[Exercise] Identify every line in the rows below that contains the string "xmin", and copy each of those lines in full.

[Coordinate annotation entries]
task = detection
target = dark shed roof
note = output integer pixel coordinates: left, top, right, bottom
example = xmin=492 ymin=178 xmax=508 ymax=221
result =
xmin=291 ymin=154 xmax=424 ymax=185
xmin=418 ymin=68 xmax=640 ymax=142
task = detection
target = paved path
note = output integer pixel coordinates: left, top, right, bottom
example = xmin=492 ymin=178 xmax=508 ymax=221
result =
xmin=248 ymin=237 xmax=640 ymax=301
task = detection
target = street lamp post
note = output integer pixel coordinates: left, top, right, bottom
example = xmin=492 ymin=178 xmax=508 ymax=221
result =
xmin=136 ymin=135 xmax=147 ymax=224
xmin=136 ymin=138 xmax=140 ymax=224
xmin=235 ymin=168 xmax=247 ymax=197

---

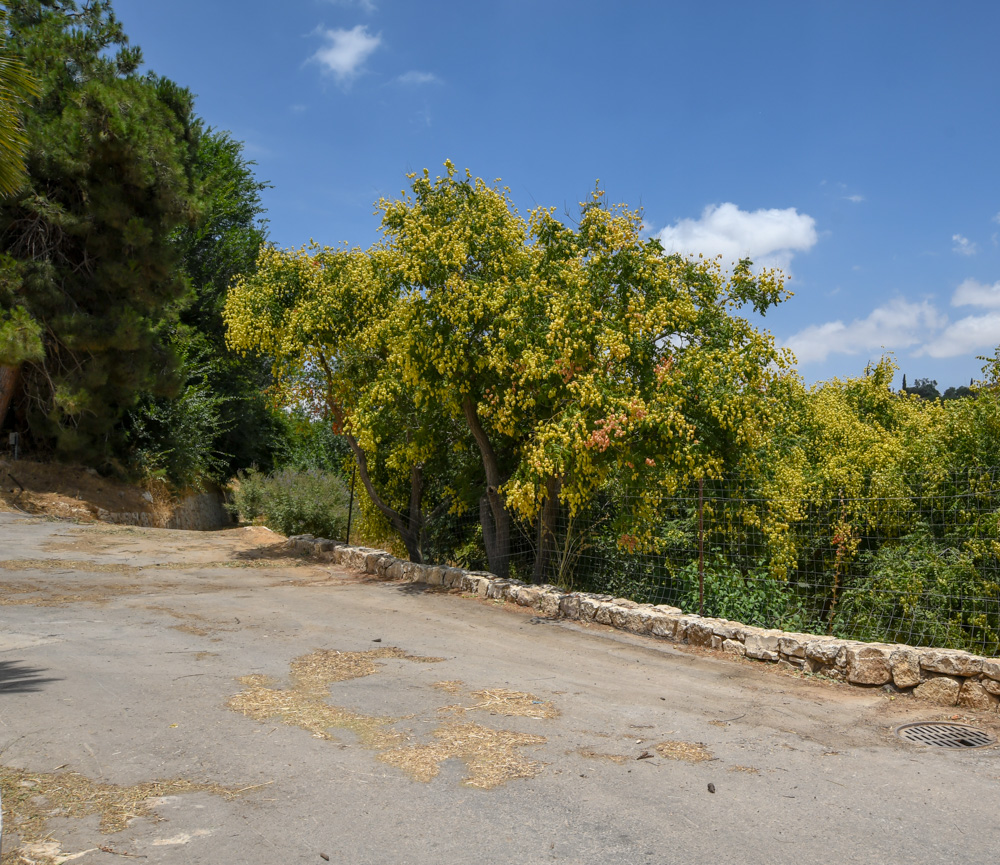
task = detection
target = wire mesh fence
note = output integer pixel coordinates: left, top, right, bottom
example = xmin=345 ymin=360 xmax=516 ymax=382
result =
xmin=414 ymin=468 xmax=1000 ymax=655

[Exercise output]
example = xmin=492 ymin=178 xmax=508 ymax=221
xmin=291 ymin=154 xmax=424 ymax=185
xmin=418 ymin=68 xmax=640 ymax=142
example = xmin=492 ymin=178 xmax=508 ymax=221
xmin=248 ymin=237 xmax=640 ymax=301
example = xmin=492 ymin=178 xmax=508 ymax=221
xmin=136 ymin=135 xmax=147 ymax=224
xmin=136 ymin=138 xmax=140 ymax=224
xmin=235 ymin=168 xmax=247 ymax=197
example = xmin=345 ymin=360 xmax=516 ymax=382
xmin=414 ymin=468 xmax=1000 ymax=655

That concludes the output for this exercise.